抜粋:

────────

説明

少なくとも1つの配線板および/または配線板上のコンポーネントの温度・時間負荷を監視する方法、ならびにこれに対応する温度・時間インジケータおよびその利用法

配線板および/または配線板(2)上の少なくとも1つのコンポーネント(3)の温度・時間負荷を不可逆的な色転換をする時間・温度インジケータ(TTI)(6)によって監視する方法において、少なくとも1つのTTI管理部材(6)が配線板および/または監視されるべきコンポーネント(3)に塗布され、TTI管理部材(6)としては分子分解プロセスを有するとともにポリマーマトリクスの中で均質に分散した状態でそのつど関連する温度領域で活性を有する遷移金属の無機塩または有機塩からなるTTI物質が用いられ、前記TTI物質(6)は視覚的ないし機械的に検証可能な不可逆的な色変化を関連する温度領域で、および関連する温度領域での動作の経過時間に依存して有しており、そのようにして配線板および/または配線板(2)上のコンポーネント(3)の温度負荷を監視することができる方法。

【発明の詳細な説明】
【技術分野】
【0001】
本発明は、配線板および/または相互に接続された電気接続部を備える支持部品および配線板の上の電子コンポーネントの耐用寿命を短くする過熱を再検証可能にするための、表示装置を有する少なくとも1つの配線板および/または配線板上のコンポーネントの温度・時間負荷を監視する方法に関する。
【背景技術】
【0002】
1)配線板の実装にあたっては、リフロープロセスを実施する際の配線板の熱負荷をチェックできるようにしたいという要請がある。1つの配線板に複数回のリフロープロセスを行うことの主な理由は、コンポーネント実装を異なるSMTコンポーネントで複数のサイクルにより実行しなければならないという必要があるからである。
どれだけの頻度で(どれだけの回数のリフローサイクルで)、およびどの程度のピーク温度で、配線板が熱処理されたかを検証可能にする必要があるということである。
2)しかし、配線板負荷のチェックのための温度転換点は、一般に、200℃から300℃の間だけにあるのではない。

────────

保存済みレコード:
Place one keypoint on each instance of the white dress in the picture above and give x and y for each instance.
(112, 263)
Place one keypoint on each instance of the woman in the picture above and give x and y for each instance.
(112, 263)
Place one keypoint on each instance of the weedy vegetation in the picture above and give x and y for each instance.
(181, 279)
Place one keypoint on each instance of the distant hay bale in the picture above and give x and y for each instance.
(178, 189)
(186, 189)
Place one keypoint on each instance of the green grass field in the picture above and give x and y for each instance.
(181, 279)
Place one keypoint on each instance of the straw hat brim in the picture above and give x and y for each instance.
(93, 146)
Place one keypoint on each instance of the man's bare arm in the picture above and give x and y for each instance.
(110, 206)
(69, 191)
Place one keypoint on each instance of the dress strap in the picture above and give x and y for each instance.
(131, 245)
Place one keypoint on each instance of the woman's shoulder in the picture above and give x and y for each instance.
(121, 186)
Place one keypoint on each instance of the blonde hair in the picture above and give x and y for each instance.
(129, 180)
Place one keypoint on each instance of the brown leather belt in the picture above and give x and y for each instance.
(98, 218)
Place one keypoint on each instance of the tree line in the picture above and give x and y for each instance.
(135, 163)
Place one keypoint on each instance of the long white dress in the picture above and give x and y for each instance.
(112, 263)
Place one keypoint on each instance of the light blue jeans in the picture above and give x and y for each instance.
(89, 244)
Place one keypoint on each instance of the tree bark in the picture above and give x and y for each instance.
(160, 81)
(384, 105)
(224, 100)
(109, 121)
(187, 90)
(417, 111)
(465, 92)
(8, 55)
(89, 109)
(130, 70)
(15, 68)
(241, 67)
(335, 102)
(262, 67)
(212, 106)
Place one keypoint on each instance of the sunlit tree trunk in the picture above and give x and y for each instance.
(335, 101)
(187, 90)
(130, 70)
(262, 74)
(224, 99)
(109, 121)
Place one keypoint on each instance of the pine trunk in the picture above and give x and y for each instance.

────────

記述課題: 配線板の温度・時間負荷の監視方法を扱った抜粋を、最後の文の後から書き継いでください。

期待される出力:
3)リフロープロセスのときの配線板負荷を監視するには、位置依存的な管理部材は必要ない。配線板の表面は、理想的な場合、どの側でも等しい強さで加熱されるからである。管理部材は配線板のどこかに配置されていればよいが、インジケータの顔料は、配線板に平坦に塗布されるソルダレジストに埋め込まれていてもよい。
【0003】
さらに、配線板の上に配置されたコンポーネントの熱負荷をチェックしたいという要請がある。その場合、次の2通りのケースがある:
1.実装中における、特にはんだ浴ないしリフロー炉を通過している間における、配線板の上に配置されたコンポーネントの熱負荷のチェック、および/または
2.配線板がたとえばハウジングに組み込まれて使用開始されたとき、配線板が用途に即して作動している間における、配線板の上に配置されたコンポーネントの熱負荷のチェック。
【0004】
以下においては実施例として、用途に即した作動中におけるLEDの熱負荷のチェックについて記述する。
【0005】
ここで1つの具体的な問題となるのは、LEDの直接的な電気制御の手段およびそれにより生じる電気的な過負荷に伴うLEDの過熱である。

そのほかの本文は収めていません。